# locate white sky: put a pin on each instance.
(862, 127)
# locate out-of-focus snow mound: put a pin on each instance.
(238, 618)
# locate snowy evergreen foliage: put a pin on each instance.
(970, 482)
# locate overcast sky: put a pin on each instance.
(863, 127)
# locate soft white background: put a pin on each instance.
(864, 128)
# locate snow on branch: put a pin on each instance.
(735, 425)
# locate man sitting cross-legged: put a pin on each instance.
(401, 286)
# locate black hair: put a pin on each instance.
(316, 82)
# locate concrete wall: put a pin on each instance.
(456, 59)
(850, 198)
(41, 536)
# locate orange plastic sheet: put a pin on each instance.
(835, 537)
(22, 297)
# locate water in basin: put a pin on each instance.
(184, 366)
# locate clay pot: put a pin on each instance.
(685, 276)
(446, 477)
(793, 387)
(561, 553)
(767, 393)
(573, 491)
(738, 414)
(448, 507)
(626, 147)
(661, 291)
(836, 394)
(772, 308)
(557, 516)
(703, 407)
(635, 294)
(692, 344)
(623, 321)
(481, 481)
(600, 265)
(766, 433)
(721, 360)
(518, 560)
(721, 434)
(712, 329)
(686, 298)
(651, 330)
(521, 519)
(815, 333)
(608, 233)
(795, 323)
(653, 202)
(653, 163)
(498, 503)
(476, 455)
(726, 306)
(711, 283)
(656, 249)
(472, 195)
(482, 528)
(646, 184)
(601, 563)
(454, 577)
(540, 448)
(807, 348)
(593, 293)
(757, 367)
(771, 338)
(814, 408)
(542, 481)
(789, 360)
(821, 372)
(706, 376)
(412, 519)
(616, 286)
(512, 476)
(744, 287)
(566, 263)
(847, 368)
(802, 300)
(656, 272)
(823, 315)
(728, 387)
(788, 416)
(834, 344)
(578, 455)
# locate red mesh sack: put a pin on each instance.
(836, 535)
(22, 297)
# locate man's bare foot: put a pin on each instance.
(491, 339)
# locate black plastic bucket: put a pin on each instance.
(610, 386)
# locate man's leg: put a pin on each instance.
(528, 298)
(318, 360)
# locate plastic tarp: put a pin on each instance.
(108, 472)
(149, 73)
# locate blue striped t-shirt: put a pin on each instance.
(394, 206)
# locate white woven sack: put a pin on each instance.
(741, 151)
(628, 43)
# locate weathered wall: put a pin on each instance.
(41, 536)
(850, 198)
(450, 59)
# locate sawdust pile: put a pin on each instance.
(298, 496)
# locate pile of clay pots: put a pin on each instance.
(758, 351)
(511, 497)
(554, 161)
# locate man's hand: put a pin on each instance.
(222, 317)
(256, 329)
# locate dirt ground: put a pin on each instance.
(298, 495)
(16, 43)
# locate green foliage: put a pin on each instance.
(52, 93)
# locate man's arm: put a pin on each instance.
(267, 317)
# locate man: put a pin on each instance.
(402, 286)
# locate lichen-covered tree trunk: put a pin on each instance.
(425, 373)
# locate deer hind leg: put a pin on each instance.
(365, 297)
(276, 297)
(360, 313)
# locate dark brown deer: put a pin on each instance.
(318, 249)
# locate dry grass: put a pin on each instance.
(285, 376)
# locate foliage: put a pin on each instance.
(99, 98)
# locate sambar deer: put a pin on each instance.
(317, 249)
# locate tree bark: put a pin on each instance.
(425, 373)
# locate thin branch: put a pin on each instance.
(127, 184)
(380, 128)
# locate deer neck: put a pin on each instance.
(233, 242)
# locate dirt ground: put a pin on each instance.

What needs to be done: Reproduce exactly the line containing "# locate red" and every line after it through the end of the records above, and nothing else.

The reply:
# locate red mesh sack: put a pin on each instance.
(836, 535)
(22, 297)
# locate man's bare foot: put a pin on each instance.
(491, 339)
# locate black plastic bucket: put a pin on each instance.
(610, 386)
# locate man's leg: put a pin on each instance.
(528, 298)
(318, 360)
# locate plastic tarp: put a pin on each instance.
(108, 472)
(149, 73)
# locate blue striped t-shirt: put a pin on each instance.
(394, 206)
# locate white woven sack: put a pin on each instance.
(741, 151)
(628, 43)
# locate weathered wall: put a pin on each instance.
(41, 536)
(850, 198)
(450, 59)
# locate sawdust pile: put a pin on each instance.
(298, 496)
# locate pile of clay pots: put a pin on each instance.
(758, 351)
(511, 497)
(554, 161)
# locate man's hand: put a pin on each instance.
(222, 317)
(256, 329)
# locate dirt ground: put a pin on each instance.
(298, 495)
(16, 43)
# locate green foliage: put a pin on each instance.
(52, 93)
# locate man's arm: put a pin on each instance.
(267, 317)
# locate man: put a pin on each instance.
(402, 286)
# locate lichen-covered tree trunk: put a pin on each instance.
(425, 373)
# locate deer hind leg: put a pin on each instance.
(365, 297)
(276, 297)
(360, 313)
# locate dark brown deer: put a pin on each instance.
(318, 249)
# locate dry grass: put a pin on each instance.
(285, 376)
# locate foliage: put a pin on each instance.
(99, 98)
# locate sambar deer: put a pin on each instance.
(317, 249)
# locate tree bark: put a pin on each instance.
(425, 373)
# locate thin branch: put a pin on each instance.
(127, 184)
(380, 128)
# locate deer neck: put a pin on each instance.
(233, 242)
# locate dirt ground: put a pin on each instance.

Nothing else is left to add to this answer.